** Material for this task follows **

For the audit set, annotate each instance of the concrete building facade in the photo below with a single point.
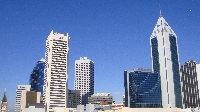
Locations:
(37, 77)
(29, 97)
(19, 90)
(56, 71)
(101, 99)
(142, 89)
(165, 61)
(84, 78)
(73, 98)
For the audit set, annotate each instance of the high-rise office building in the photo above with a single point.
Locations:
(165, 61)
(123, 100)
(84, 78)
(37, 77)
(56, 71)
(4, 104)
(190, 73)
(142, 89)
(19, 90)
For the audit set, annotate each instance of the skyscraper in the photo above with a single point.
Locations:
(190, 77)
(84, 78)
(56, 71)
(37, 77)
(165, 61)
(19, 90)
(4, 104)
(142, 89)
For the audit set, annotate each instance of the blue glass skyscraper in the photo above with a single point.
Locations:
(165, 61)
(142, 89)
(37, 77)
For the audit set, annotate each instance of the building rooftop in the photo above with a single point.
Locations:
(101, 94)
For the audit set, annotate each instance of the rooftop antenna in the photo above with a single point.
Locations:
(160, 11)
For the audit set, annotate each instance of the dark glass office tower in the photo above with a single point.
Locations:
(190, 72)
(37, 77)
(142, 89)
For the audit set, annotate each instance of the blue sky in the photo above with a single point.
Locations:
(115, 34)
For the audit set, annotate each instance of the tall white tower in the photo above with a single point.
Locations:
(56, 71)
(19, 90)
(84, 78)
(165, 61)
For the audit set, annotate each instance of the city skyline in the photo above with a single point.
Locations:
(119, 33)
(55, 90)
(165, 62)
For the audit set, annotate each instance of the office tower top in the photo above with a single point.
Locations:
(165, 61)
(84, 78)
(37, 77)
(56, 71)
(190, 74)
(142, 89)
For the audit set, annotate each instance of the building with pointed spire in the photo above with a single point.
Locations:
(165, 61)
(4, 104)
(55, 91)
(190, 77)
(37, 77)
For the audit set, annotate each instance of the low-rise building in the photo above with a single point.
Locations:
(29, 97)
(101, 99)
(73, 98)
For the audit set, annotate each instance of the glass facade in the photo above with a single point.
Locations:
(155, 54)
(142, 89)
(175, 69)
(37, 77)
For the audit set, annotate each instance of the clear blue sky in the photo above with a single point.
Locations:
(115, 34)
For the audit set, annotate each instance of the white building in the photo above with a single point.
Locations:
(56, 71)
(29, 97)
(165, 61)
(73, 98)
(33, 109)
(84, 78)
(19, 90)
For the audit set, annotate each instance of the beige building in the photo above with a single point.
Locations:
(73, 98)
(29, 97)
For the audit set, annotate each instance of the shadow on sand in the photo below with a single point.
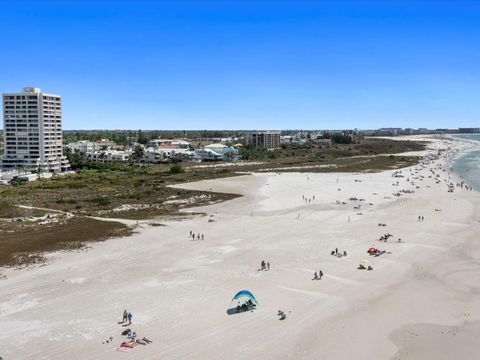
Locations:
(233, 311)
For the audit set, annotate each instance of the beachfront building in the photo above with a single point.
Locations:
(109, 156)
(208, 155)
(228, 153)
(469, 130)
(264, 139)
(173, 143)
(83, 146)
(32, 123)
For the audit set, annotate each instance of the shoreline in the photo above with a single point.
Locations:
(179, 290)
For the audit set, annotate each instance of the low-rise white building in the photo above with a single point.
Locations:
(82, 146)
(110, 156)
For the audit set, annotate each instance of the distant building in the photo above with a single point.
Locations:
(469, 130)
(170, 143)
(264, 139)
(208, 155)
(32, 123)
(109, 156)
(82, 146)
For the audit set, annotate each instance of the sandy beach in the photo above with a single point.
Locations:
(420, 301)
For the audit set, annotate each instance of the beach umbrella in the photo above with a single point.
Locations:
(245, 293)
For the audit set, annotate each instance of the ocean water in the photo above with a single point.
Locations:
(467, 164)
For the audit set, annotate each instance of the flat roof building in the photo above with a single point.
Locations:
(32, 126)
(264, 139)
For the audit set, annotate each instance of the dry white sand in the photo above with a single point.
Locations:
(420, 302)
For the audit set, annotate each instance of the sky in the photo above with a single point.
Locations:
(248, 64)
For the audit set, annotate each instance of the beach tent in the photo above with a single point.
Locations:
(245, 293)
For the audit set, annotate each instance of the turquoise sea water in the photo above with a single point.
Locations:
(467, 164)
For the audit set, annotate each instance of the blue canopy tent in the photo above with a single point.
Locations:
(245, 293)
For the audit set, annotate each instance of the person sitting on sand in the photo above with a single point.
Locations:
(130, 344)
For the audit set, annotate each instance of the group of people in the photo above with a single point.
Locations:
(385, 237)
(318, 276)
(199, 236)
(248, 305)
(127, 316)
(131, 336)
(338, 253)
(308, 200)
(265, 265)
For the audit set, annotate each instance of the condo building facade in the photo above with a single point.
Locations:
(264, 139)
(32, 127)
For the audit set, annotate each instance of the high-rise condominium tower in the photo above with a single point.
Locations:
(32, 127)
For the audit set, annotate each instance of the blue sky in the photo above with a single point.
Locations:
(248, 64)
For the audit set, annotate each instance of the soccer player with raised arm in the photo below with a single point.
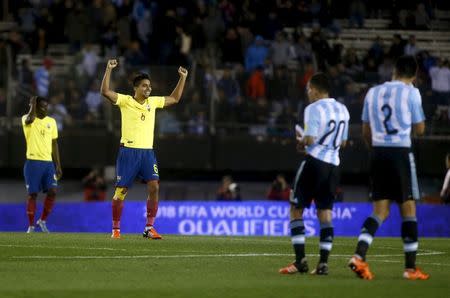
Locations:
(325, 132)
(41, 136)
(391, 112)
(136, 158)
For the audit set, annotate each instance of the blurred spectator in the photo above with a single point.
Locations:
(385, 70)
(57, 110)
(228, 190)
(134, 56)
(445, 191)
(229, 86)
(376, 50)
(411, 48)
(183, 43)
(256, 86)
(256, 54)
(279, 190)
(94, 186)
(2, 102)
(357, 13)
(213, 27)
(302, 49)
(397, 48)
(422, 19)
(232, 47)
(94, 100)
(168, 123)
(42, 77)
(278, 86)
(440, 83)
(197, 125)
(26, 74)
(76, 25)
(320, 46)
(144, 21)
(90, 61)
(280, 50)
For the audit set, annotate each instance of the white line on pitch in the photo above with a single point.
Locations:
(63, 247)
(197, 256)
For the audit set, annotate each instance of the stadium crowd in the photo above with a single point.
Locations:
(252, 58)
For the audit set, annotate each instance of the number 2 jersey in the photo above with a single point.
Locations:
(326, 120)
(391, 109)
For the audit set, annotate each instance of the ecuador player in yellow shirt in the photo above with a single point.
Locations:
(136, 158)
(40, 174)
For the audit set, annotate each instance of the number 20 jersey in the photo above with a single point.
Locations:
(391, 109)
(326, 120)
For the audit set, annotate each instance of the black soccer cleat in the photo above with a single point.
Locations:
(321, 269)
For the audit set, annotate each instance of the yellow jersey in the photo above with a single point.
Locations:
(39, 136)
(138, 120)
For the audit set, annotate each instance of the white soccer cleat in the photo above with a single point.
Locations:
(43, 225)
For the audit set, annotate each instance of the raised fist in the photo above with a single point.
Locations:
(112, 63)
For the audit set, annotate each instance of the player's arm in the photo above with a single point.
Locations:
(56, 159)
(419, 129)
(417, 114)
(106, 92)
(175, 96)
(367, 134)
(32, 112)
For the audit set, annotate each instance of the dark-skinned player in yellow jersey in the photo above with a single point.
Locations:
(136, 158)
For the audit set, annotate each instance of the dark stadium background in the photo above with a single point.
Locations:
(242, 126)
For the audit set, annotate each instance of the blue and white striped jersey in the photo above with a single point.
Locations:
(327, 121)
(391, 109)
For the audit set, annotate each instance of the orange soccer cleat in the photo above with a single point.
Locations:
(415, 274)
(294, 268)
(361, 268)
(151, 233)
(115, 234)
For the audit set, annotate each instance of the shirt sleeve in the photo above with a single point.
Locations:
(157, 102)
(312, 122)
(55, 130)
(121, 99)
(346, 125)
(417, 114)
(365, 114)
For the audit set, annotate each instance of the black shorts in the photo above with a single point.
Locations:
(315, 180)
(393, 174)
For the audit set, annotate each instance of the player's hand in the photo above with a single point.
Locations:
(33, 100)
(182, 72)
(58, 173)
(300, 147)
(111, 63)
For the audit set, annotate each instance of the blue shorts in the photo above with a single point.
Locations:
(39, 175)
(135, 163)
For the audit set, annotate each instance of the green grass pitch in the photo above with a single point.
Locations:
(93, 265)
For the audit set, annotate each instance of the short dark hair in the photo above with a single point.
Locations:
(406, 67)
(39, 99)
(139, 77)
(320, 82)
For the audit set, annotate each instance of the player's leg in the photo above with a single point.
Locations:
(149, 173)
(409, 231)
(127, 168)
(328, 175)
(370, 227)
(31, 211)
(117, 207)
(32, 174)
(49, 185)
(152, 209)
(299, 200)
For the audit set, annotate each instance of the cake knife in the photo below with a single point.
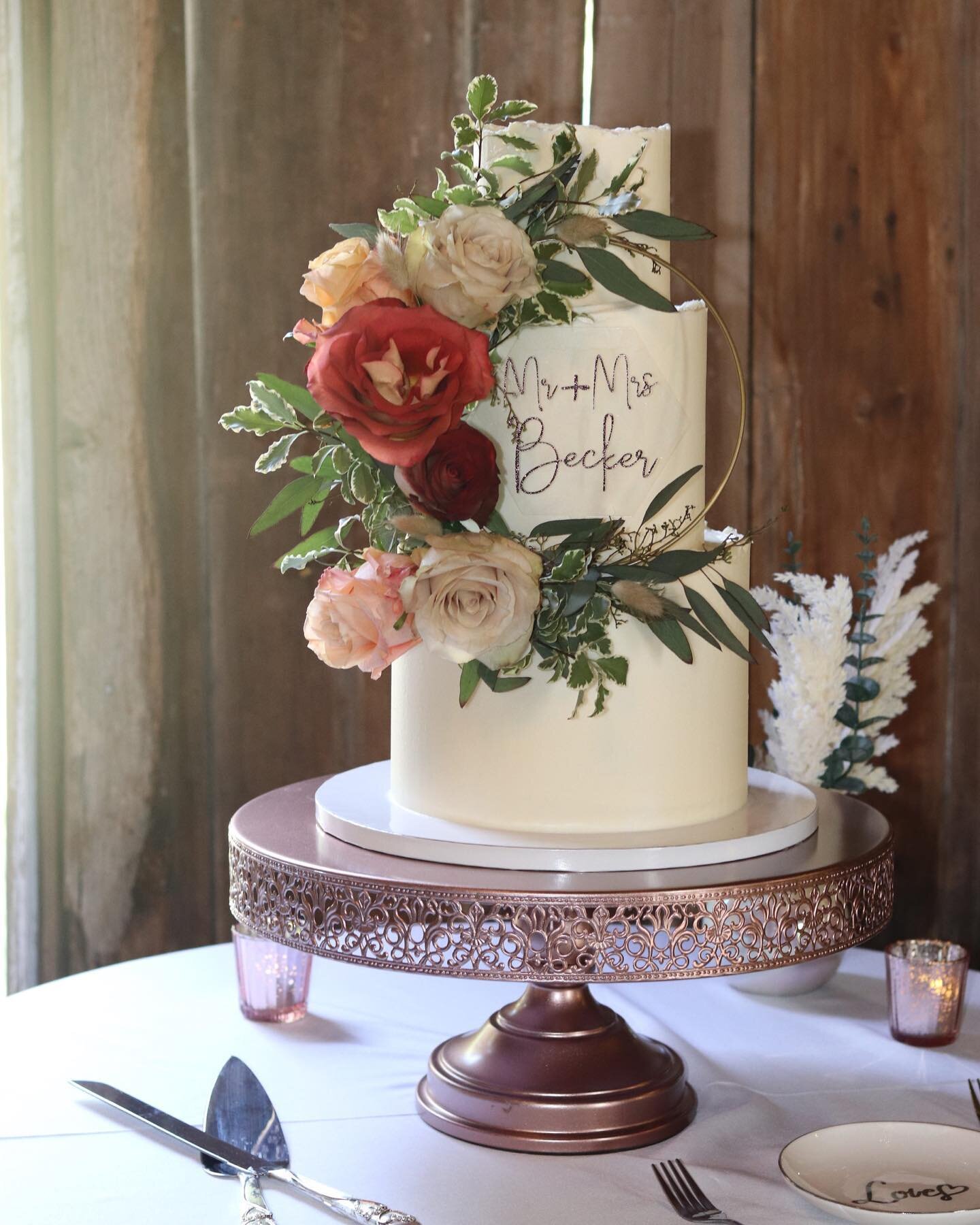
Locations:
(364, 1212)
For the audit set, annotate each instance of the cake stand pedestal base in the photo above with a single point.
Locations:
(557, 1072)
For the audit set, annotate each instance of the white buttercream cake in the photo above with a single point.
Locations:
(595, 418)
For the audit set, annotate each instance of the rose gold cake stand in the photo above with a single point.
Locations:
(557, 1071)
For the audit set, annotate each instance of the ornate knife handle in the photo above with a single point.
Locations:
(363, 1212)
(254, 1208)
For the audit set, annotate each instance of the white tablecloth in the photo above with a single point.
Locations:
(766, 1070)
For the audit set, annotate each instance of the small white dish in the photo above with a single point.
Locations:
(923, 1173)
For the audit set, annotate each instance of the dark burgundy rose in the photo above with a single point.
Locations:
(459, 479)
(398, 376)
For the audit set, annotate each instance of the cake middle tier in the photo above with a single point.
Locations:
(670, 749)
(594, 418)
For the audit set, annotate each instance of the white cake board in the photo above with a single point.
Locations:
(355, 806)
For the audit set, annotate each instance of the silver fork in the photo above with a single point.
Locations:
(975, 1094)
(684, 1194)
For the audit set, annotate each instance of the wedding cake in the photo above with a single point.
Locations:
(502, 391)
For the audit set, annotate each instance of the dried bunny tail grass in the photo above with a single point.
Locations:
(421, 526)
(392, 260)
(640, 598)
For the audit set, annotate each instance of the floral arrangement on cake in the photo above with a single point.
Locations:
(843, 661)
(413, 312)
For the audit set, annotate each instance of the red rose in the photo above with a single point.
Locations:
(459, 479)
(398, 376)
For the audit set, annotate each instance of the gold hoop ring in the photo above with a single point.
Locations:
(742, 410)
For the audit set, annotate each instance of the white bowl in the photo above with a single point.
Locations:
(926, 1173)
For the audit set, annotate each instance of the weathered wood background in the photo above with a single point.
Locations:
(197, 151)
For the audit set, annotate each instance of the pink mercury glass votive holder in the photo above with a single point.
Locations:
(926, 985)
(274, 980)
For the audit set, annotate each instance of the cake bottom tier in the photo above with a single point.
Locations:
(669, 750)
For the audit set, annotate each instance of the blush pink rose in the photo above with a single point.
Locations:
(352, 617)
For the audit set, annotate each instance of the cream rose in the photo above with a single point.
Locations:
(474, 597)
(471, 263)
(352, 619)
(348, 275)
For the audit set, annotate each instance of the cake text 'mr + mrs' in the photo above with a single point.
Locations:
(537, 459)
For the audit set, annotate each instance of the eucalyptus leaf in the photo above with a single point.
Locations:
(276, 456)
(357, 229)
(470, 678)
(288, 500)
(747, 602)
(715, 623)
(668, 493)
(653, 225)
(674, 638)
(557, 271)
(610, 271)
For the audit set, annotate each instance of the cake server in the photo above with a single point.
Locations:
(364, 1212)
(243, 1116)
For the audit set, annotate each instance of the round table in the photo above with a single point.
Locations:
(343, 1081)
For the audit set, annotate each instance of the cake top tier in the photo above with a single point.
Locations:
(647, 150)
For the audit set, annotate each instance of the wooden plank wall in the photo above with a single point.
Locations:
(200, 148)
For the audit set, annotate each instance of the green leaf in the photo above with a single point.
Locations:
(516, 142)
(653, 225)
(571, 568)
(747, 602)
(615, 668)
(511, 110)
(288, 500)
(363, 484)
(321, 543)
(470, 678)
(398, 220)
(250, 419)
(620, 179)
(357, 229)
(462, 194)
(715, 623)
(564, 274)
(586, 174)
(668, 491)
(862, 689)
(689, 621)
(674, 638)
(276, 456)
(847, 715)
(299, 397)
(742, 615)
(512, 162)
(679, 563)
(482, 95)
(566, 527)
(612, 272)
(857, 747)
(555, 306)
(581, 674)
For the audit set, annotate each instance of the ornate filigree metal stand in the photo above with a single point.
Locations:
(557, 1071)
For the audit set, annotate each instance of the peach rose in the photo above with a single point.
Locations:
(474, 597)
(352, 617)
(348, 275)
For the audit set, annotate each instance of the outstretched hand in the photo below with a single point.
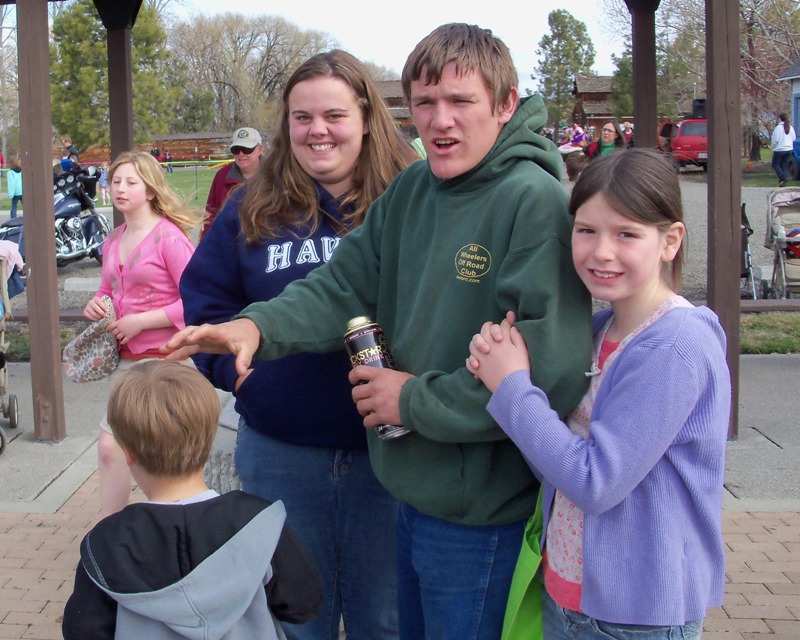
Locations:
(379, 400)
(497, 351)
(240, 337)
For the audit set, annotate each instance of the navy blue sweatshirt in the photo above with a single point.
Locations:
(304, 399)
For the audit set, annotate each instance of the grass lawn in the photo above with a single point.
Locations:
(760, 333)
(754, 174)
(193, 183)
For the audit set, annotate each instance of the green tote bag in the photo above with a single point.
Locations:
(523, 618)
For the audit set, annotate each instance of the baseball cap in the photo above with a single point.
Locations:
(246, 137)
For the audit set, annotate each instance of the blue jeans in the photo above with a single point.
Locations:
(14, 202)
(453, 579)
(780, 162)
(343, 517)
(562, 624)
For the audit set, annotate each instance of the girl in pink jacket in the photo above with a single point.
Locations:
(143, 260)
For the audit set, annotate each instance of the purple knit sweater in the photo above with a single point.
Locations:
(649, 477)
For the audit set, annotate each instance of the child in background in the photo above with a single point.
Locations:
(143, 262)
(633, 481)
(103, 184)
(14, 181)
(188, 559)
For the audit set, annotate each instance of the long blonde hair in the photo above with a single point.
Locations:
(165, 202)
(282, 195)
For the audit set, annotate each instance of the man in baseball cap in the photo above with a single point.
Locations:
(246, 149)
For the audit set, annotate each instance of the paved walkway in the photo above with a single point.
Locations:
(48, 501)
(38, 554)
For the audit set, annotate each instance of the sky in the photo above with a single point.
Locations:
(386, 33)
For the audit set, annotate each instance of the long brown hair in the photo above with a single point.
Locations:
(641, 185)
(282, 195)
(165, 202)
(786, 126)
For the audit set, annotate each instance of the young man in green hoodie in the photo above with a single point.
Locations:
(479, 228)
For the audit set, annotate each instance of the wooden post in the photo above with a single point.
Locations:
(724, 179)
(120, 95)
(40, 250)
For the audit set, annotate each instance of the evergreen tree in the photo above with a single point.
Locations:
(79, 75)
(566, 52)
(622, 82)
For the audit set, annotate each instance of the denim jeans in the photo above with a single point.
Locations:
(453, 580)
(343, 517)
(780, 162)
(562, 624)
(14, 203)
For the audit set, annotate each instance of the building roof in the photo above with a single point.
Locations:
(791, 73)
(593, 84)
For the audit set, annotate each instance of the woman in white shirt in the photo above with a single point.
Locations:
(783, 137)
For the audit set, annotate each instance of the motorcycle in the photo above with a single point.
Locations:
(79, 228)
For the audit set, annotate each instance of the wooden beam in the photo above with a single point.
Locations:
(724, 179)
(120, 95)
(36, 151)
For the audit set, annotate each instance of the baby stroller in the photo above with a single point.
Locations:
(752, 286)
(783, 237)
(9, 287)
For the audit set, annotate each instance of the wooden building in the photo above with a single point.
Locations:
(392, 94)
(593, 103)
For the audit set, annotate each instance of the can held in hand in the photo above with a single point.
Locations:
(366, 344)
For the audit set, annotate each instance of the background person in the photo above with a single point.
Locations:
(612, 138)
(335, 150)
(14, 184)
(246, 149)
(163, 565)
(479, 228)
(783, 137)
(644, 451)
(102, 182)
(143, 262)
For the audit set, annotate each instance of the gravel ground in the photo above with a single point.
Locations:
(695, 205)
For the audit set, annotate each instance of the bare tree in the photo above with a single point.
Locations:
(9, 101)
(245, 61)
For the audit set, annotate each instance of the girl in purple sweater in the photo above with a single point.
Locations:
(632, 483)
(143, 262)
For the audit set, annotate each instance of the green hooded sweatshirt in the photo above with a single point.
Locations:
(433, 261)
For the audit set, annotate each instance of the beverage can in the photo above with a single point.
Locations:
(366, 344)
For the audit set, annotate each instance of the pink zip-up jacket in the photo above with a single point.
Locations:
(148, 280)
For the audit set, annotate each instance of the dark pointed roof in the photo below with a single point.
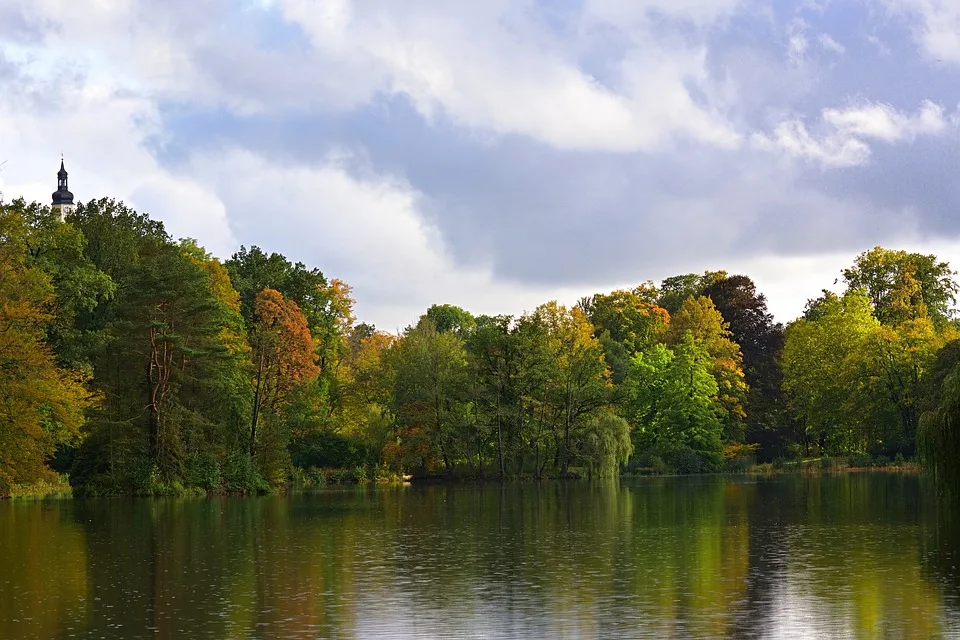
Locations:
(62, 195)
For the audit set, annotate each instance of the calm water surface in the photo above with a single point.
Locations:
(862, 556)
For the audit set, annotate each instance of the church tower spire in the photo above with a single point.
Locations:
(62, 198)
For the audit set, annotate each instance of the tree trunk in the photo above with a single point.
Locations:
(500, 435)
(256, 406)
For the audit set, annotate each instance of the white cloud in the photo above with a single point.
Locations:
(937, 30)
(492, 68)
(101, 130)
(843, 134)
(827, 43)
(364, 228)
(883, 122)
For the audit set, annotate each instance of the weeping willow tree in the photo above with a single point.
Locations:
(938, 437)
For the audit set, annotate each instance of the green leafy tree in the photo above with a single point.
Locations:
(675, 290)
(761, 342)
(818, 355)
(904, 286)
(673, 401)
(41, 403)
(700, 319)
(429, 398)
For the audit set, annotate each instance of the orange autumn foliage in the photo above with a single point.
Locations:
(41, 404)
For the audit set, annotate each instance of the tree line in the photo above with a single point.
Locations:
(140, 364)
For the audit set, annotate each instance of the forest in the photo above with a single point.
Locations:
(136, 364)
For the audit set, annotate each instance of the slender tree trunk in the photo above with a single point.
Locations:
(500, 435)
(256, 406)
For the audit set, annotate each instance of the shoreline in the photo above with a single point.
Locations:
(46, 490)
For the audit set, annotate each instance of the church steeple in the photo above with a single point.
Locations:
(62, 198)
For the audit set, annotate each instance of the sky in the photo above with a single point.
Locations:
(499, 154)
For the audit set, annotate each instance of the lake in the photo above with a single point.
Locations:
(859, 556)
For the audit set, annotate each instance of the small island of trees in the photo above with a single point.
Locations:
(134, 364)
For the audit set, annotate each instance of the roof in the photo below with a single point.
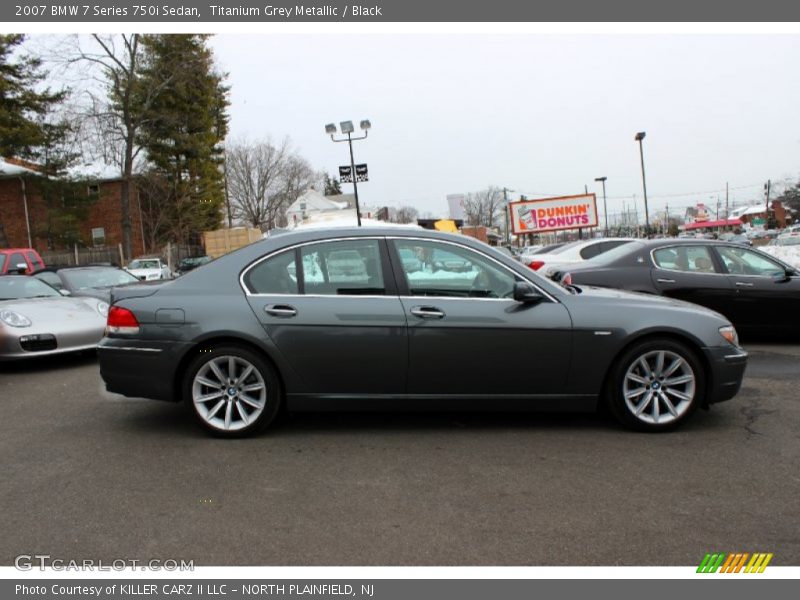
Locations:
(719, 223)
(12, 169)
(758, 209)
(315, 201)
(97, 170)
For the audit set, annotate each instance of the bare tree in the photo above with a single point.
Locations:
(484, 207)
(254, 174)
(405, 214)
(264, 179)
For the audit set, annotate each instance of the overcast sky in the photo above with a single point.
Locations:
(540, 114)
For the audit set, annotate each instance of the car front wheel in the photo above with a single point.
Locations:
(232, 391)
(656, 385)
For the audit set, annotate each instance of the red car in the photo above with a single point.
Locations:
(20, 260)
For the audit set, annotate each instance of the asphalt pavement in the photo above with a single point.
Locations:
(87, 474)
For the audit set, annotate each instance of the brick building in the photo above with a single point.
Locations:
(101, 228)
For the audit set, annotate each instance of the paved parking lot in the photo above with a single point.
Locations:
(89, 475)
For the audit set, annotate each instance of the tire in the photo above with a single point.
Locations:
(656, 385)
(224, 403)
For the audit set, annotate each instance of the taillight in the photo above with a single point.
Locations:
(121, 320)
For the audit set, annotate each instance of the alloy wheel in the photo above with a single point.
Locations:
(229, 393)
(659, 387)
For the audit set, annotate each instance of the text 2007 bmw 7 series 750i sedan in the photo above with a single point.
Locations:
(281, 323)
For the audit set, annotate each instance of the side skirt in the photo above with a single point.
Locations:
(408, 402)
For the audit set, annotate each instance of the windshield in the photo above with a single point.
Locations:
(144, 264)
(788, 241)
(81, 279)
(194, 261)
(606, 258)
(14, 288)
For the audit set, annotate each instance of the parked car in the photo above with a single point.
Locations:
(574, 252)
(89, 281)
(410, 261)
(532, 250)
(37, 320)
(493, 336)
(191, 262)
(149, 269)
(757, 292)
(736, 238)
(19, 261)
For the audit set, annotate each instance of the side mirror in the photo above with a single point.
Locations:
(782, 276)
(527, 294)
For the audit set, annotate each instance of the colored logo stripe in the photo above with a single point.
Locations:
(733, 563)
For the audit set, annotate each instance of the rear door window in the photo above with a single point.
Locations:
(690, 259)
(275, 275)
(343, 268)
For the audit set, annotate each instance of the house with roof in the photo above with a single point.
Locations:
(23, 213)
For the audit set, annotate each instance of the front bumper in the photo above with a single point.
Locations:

** End of Material for this task **

*Work task*
Give only the number of lines in the material above where the string "paved" appears.

*Answer to this task*
2